How to complete this task -
Copy out all the lines of the data that hold the word "exact".

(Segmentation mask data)
--*--
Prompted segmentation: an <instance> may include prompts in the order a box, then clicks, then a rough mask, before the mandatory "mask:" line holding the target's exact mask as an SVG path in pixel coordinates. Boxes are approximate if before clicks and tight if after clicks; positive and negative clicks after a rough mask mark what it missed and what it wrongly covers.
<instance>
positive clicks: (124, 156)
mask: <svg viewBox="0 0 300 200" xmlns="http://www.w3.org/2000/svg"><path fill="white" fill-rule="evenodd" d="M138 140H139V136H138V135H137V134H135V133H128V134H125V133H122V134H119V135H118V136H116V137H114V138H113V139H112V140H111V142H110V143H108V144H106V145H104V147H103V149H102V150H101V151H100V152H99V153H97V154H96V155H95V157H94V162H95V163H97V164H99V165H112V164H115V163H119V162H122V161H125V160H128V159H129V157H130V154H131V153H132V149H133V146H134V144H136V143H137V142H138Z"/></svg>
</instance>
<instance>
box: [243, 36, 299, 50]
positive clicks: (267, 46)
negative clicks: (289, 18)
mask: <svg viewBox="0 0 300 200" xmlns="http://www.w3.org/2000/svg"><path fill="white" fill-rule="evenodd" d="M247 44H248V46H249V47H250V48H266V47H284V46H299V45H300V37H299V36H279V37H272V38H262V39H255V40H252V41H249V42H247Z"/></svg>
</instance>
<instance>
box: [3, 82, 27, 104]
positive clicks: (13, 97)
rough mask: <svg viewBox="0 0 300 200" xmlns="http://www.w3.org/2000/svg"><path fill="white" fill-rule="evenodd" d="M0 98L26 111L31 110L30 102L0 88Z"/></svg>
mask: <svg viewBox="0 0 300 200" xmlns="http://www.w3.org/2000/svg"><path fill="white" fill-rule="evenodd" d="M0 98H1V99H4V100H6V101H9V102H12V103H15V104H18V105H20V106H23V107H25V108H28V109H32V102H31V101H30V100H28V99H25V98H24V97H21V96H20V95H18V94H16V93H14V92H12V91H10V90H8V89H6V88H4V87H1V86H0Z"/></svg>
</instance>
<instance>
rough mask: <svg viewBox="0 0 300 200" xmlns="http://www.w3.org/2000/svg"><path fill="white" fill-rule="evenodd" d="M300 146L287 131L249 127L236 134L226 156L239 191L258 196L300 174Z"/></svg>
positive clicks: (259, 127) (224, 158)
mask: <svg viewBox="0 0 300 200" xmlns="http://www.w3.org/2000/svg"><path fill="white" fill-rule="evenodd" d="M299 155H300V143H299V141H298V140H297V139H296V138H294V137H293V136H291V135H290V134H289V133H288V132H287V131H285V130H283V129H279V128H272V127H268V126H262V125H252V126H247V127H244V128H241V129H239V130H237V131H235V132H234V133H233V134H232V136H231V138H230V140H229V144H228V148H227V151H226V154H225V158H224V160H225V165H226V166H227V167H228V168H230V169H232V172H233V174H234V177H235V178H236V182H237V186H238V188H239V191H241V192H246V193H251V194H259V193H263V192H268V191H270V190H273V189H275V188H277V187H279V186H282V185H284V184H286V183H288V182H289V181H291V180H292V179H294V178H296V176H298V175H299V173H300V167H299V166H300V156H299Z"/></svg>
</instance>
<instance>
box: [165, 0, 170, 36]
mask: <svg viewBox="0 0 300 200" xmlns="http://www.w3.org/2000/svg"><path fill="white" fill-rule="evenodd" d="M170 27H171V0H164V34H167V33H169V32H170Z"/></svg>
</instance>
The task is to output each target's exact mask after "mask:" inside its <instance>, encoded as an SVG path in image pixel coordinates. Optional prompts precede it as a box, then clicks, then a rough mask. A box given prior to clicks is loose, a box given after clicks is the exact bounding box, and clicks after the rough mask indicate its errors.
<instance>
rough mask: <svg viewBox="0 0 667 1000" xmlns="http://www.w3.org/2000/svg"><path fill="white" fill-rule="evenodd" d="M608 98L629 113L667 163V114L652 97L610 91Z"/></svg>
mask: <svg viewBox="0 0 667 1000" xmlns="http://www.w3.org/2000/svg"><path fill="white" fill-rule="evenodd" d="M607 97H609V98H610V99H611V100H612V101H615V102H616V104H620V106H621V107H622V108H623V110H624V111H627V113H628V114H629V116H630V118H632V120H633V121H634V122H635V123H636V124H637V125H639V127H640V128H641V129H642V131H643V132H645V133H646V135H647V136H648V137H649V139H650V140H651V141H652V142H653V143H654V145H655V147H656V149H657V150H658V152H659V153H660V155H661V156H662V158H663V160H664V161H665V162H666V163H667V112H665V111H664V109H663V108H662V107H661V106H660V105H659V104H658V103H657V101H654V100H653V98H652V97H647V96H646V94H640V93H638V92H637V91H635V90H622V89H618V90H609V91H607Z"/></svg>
--*--
Exercise solution -
Prompted segmentation: an <instance> may include prompts in the order a box, then clicks, then a rough mask, before the mandatory "mask:" line holding the target's exact mask as an SVG path in pixel coordinates. Boxes are approximate if before clicks and tight if after clicks; positive and negative clicks after a rough mask mark what it missed and what it wrongly covers.
The task is to output each target's exact mask after "mask:" inside its <instance>, encoded as an SVG path in image pixel coordinates. Optional prompts precede it as a box, then clicks, then a rough mask. A box given prior to clicks is loose, a box given after clicks is the exact bounding box, and clicks after the rough mask indicate its errors.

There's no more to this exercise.